Required work ▸
A – In the trade show checklist, what length is recommended for the power cord?
B – Retype the trade show checklist from "Everyone loves freebies!" to "Branded tote bags!".

Source passage ▸
※
What should I bring to a trade show?
A check list for EXHIBITORS
- Good Signage
Your booth is only as good as your signage. Can attendees clearly see your banner? Is the font easy to read from any angle? Does it follow your branding? Make sure that you have multiple, good quality signs to display.
- A Power Cord
A long power cord, ideally 30 ft to 50 ft long can be a game changer, especially if your exhibit depends on electricity. But even if it doesn’t you may be able to save the day for another exhibitor, thereby forging a valuable connection!
Everyone loves freebies! Order good quality promotional products with your company’s logo and branding scheme in advance and order more than you think you’ll need. Try to incorporate a promotional product that solves an anticipated need. Will attendees need a way to carry all the freebies they scoop up at the trade show? Branded tote bags!
- Branded Badges/ Clothing
While we are talking branding, its important to think about how your brand representatives will be perceived. It helps your brand if they look professional and well dressed. You can make sure they do if they are equipped with company shirts and professional badges. First impressions really do matter!
- Dolly Cart
A box-moving handcart with handles at one end, wheels at the base, with a small ledge to set objects on will make booth set-up and tear-down a whole lot easier. Show promoters often have one for exhibitor use, but in a large show you could be stuck waiting for that cart for a long time. Save yourself the hassle and invest in your own.
- Snacks & Water
Show days are often super busy. You’ll likely be making connections and working leads all day without an opportunity to stop for lunch. Prepare for this by stocking up on high protein snacks and lots of water. If possible, bring extra water bottles for potential customers or fellow exhibitors.
- Crisis Kit
Nothing says “amateur” like a sloppy banner falling off its fixture. To keep your smooth and professional appearance intact, prepare ahead for potential booth problems by assembling a crisis kit. Fill a lightweight toolbox with zip ties, table clamps, band aids, scissors, duct tape, chewing gum, aspirin, paperclips, etc.
- Contact Cards
Even in this world of digital connection, nothing beats a good old-fashioned, well-designed business card printed on quality cardstock. Solidify the leads your make at your booth by making sure the prospect walks away with your card in hand.
The best promotional flyers can look messy if they are scattered all over your table haphazardly. Include stands for flyers and business card holders in your display budget. A well-organized booth reflects well on your business.
- A Sense of Humor
Despite all your best efforts, mistakes will happen! When things go wonky, try to find the funny, fix what you can, and move on. Take what you learn from these situations and apply it to the next trade show. You’re well on your way to becoming a seasoned trade show exhibitor!
※
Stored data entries
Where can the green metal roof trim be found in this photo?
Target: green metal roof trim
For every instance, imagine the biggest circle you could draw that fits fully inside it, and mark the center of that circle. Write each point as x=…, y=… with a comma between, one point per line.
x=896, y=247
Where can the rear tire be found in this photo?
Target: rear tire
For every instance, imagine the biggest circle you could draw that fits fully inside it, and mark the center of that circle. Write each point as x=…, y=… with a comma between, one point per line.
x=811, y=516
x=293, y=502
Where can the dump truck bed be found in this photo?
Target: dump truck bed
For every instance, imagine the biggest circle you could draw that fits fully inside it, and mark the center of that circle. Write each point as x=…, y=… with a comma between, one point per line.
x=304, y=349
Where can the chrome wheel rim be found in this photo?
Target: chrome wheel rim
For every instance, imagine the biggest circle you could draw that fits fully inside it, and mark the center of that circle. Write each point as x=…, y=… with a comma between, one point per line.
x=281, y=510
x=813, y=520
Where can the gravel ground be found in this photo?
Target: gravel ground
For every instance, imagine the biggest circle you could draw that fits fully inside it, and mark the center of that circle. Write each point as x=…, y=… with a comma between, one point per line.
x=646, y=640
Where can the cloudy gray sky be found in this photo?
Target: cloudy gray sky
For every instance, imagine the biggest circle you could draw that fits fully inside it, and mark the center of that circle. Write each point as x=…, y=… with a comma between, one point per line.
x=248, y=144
※
Expected outputs ▸
A – Ideally 30 ft to 50 ft long.

B –
Everyone loves freebies! Order good quality promotional products with your company’s logo and branding scheme in advance and order more than you think you’ll need. Try to incorporate a promotional product that solves an anticipated need. Will attendees need a way to carry all the freebies they scoop up at the trade show? Branded tote bags!